Items from a dataset
· · ·

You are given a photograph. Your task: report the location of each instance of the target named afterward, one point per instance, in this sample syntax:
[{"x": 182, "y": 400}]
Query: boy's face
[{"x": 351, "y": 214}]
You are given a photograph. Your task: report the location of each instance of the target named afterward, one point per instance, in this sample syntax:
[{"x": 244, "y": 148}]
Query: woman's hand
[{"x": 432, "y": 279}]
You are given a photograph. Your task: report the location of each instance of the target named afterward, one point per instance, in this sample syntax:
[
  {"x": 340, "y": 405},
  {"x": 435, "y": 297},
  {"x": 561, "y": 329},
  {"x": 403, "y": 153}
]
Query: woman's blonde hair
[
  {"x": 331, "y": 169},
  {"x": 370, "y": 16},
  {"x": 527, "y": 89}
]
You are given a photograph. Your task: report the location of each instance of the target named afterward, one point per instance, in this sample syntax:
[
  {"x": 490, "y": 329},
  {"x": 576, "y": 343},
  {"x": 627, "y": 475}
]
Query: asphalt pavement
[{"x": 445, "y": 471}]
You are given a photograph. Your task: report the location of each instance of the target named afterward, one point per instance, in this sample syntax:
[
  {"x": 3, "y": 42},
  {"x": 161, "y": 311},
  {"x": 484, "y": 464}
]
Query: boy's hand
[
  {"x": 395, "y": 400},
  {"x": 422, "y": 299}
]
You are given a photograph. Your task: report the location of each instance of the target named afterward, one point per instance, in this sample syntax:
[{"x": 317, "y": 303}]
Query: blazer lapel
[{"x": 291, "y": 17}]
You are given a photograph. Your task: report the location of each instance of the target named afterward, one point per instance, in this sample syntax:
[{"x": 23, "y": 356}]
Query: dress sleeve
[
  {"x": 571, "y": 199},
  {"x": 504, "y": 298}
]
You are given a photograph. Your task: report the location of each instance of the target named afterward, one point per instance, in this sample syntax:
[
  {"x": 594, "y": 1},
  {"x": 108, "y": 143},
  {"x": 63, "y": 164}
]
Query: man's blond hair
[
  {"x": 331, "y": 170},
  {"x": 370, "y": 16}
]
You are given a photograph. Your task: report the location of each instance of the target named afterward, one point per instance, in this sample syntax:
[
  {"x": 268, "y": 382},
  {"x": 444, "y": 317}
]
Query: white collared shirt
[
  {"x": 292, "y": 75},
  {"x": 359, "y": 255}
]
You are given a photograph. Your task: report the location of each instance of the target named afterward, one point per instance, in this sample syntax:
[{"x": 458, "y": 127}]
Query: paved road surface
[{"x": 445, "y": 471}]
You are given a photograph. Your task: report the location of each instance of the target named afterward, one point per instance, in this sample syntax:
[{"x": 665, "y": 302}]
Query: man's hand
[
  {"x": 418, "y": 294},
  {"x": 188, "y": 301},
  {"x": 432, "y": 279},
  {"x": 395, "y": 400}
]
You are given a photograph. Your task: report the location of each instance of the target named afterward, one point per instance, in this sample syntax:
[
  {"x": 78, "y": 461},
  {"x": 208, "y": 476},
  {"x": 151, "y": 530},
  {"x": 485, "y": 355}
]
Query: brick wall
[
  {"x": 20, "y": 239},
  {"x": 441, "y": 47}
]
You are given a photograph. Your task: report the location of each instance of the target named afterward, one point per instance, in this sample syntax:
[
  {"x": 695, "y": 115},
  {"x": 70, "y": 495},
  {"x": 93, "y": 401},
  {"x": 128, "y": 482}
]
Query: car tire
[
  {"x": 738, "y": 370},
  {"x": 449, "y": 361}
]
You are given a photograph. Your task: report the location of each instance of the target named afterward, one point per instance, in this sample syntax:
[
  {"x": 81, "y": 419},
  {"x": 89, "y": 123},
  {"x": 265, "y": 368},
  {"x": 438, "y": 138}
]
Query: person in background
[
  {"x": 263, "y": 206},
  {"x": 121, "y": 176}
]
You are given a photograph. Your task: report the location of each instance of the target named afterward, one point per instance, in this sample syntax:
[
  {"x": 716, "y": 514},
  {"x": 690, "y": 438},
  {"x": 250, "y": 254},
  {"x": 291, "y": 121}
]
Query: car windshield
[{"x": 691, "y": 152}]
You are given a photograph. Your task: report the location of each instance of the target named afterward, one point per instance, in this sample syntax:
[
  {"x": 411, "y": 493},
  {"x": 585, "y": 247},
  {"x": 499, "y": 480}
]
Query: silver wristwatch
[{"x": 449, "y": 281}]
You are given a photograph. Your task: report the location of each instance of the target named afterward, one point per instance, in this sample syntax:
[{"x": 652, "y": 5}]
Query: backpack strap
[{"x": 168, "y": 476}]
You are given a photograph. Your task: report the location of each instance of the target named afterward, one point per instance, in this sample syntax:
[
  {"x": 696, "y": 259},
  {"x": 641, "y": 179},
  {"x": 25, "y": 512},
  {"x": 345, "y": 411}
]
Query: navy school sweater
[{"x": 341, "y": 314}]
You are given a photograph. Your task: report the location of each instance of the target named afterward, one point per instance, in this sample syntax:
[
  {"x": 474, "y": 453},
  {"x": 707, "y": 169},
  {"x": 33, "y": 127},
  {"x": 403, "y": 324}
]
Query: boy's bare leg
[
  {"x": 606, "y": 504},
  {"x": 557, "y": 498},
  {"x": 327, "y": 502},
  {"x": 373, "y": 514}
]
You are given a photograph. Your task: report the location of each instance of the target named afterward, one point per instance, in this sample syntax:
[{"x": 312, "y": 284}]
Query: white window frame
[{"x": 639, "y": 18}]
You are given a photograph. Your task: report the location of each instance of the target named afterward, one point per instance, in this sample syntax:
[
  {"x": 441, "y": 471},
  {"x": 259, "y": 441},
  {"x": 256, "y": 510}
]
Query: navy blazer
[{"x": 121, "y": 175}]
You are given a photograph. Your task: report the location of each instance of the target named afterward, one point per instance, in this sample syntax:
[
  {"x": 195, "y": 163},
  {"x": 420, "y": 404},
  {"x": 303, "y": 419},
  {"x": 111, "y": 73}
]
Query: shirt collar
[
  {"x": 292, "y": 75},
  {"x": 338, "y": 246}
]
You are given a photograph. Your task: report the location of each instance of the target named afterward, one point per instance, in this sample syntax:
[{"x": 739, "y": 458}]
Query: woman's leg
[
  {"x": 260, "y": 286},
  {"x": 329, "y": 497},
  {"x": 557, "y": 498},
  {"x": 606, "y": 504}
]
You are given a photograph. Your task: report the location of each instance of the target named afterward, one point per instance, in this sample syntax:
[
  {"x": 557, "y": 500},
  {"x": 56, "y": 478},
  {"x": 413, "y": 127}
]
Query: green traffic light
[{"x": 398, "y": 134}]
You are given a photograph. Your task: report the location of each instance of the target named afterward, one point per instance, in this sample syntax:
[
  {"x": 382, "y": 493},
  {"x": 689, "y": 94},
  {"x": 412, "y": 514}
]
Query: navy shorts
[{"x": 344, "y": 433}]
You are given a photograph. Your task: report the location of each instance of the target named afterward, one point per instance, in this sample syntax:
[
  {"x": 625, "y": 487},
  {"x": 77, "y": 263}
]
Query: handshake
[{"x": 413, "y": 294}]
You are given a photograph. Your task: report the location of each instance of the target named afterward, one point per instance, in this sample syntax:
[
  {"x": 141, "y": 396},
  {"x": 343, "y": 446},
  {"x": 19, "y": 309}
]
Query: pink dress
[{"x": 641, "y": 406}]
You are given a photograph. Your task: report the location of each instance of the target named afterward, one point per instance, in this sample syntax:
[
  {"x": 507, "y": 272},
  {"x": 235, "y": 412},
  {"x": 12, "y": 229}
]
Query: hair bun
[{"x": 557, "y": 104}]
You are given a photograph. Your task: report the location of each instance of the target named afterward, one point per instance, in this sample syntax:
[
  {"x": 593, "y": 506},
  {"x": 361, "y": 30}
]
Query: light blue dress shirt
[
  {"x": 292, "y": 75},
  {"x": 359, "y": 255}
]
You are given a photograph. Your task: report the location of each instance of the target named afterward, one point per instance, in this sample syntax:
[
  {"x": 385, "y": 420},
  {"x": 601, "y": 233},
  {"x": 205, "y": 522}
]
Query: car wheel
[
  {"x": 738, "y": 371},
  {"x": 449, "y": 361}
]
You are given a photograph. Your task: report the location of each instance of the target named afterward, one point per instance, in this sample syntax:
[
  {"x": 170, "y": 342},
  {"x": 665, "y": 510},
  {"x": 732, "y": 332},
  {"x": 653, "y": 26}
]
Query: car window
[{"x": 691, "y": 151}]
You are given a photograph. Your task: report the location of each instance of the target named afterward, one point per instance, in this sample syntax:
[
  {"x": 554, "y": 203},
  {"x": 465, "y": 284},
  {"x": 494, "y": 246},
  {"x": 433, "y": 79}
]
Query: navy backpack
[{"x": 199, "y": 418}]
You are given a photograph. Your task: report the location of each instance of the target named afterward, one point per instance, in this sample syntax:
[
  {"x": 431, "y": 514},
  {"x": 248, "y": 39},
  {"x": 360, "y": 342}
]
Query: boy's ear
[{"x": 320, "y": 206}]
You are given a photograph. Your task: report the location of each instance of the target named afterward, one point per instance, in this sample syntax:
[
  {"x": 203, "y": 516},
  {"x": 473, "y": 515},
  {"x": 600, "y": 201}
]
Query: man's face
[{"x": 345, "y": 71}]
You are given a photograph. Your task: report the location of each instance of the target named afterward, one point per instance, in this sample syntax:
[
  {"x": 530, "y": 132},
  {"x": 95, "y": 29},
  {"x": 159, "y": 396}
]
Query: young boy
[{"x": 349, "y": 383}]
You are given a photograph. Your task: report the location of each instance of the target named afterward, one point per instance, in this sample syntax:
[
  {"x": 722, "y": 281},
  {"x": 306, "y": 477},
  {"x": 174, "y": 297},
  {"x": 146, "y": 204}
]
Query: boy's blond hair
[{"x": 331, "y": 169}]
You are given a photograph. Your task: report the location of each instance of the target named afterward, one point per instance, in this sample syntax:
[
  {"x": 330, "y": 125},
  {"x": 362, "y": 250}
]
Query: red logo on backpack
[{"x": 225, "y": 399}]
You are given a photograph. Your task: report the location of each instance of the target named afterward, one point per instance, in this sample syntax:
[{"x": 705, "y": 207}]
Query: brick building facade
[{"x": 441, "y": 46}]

· · ·

Using the records above, output exactly the lines from the one containing "Query: red logo on backpack" through the last line, and no others.

EXPECTED ANSWER:
Query: red logo on backpack
[{"x": 225, "y": 399}]
You are given a photograph. Your task: report the location of each instance of the target named afterward, one point per instance, in this sample syntax:
[{"x": 705, "y": 207}]
Query: brick building facade
[{"x": 441, "y": 46}]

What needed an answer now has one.